▶ **Objective A**
Answer these questions from the review of My Policeman:
(i) On what date and on which service was the film released?
(ii) What is Patrick's occupation?
(iii) In what year did the reviewers see One Direction at Wembley Stadium?
▶ **Objective B**
From the review of My Policeman, transcribe everything from "Tom introduces Marion" down to "lot in common.".

▶ **Text provided**
------------------------------
FILM REVIEW: My Policeman starring Harry Styles, Emma Corrin & David Dawson

WORTH A LOOK?: ****

RELEASED: 4 November 2022, Prime Video

You join us in 1950s Brighton as Styles’ dashing policeman Tom Burgess meets Emma Corrin’s schoolmistress Marion, teaches her to swim and they fall in love.

  • Read on for reasons including how Styles’ acting is naturalistic if a little rabbit-in-the-headlights

Tom introduces Marion to Patrick, a museum curator he met through his work, and the threesome develop a friendship with Marion and Patrick discovering they have a lot in common.

The screenplay then shifts from Marion’s perspective to Tom’s and we discover that Patrick is gay, Tom is closeted and their affair is happening even as Tom proposes to Marion.

This is the 1st film we’ve seen Styles in although in 2014 we did see his band One Direction at Wembley Stadium and his rabbit-in-the-headlights acting style is well suited to a part that even has the wordly Patrick marvelling at his innocence.

Dawson (Aristocrats, Donmar) is familiar to us through many recent theatre roles and his drawing of a character a little too sophisticated for the era he is living in yet capable of athletic forbidden love with a much younger man in thrall to his life yet unable to commit to a relationship is convincing.
------------------------------
[Dataset excerpt]
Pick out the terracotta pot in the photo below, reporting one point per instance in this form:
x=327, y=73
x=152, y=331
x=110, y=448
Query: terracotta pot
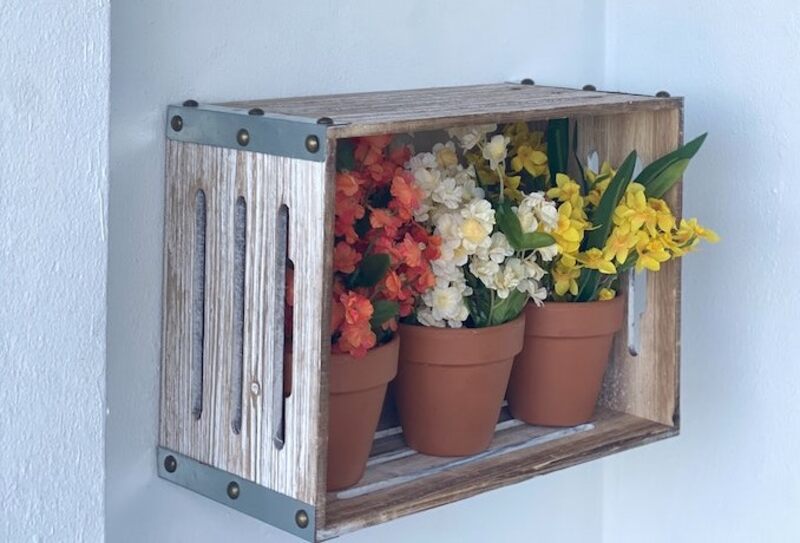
x=450, y=385
x=357, y=388
x=557, y=377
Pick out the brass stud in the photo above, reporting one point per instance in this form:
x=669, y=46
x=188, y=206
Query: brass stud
x=170, y=464
x=176, y=123
x=301, y=518
x=312, y=143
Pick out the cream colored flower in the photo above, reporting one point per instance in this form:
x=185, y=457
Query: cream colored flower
x=495, y=150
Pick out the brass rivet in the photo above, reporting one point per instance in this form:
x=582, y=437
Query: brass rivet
x=170, y=464
x=301, y=518
x=176, y=123
x=312, y=143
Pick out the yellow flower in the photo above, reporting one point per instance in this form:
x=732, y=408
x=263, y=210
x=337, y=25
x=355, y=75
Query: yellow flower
x=593, y=259
x=652, y=253
x=569, y=231
x=619, y=244
x=635, y=212
x=565, y=277
x=606, y=294
x=664, y=217
x=566, y=190
x=533, y=161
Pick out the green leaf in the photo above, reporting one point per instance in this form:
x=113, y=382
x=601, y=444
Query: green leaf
x=508, y=309
x=603, y=213
x=382, y=311
x=508, y=223
x=557, y=146
x=370, y=270
x=659, y=176
x=345, y=155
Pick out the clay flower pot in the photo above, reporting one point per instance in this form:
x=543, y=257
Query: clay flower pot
x=450, y=385
x=557, y=377
x=357, y=388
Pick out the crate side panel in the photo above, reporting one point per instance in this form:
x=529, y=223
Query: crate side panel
x=645, y=385
x=265, y=182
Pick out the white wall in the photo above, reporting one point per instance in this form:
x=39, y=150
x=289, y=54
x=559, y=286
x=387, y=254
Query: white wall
x=165, y=52
x=733, y=474
x=54, y=70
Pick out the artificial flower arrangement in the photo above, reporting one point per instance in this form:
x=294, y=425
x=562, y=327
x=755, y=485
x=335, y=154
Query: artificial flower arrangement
x=381, y=264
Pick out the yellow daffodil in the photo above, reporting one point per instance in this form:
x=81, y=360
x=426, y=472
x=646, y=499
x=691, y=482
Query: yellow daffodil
x=593, y=259
x=652, y=253
x=565, y=277
x=619, y=244
x=566, y=190
x=569, y=231
x=606, y=294
x=533, y=161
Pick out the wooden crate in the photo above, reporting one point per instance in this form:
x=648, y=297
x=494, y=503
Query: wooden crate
x=242, y=179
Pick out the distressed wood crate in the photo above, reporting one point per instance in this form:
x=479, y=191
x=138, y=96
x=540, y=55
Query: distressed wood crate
x=250, y=184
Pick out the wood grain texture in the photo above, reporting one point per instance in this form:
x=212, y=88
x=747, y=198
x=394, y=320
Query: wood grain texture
x=265, y=182
x=646, y=385
x=612, y=432
x=414, y=110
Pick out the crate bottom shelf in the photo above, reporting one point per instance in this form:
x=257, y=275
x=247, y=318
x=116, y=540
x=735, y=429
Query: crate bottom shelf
x=400, y=481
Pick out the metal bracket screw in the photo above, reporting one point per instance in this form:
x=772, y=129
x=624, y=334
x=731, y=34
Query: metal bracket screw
x=312, y=144
x=176, y=123
x=301, y=518
x=170, y=464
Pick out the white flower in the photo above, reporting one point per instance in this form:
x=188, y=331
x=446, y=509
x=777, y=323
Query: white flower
x=498, y=250
x=495, y=150
x=469, y=136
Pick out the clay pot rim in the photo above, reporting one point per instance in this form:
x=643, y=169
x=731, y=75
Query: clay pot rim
x=486, y=330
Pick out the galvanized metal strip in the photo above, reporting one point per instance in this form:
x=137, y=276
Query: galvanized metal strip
x=637, y=305
x=266, y=505
x=234, y=128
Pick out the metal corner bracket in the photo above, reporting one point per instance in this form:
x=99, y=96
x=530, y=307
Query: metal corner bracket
x=274, y=508
x=249, y=130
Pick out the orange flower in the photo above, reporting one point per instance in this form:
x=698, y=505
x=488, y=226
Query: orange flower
x=345, y=258
x=356, y=339
x=409, y=251
x=407, y=195
x=357, y=308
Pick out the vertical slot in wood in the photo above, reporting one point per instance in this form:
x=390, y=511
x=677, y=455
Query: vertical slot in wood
x=239, y=262
x=198, y=302
x=279, y=392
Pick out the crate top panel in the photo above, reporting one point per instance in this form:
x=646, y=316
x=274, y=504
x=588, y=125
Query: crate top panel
x=386, y=112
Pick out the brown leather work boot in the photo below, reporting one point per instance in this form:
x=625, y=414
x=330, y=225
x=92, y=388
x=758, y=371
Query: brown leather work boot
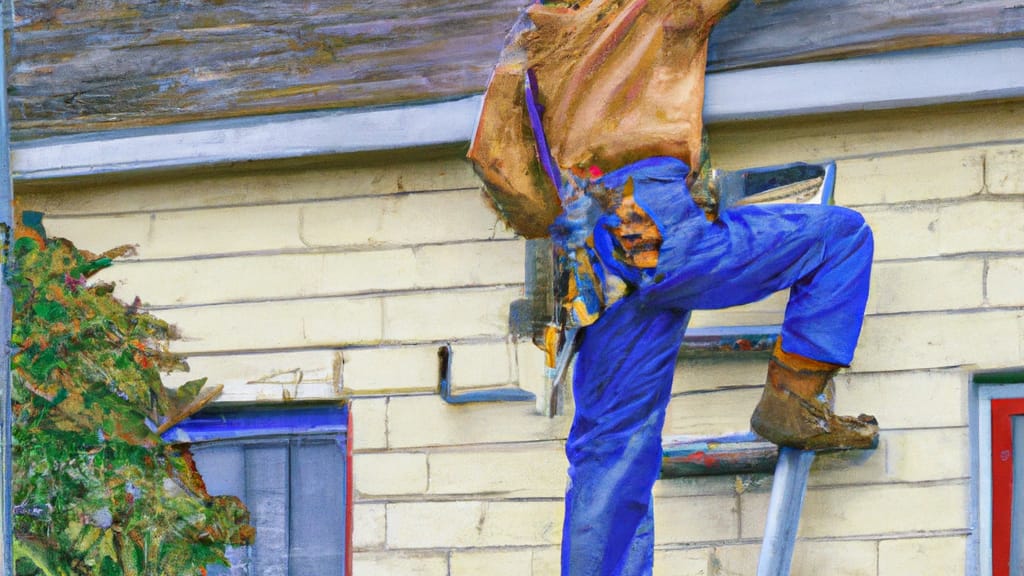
------------------------------
▶ **Task output A**
(i) 4 November 2022, on Prime Video
(ii) Museum curator
(iii) 2014

▶ **Task output B**
Tom introduces Marion to Patrick, a museum curator he met through his work, and the threesome develop a friendship with Marion and Patrick discovering they have a lot in common.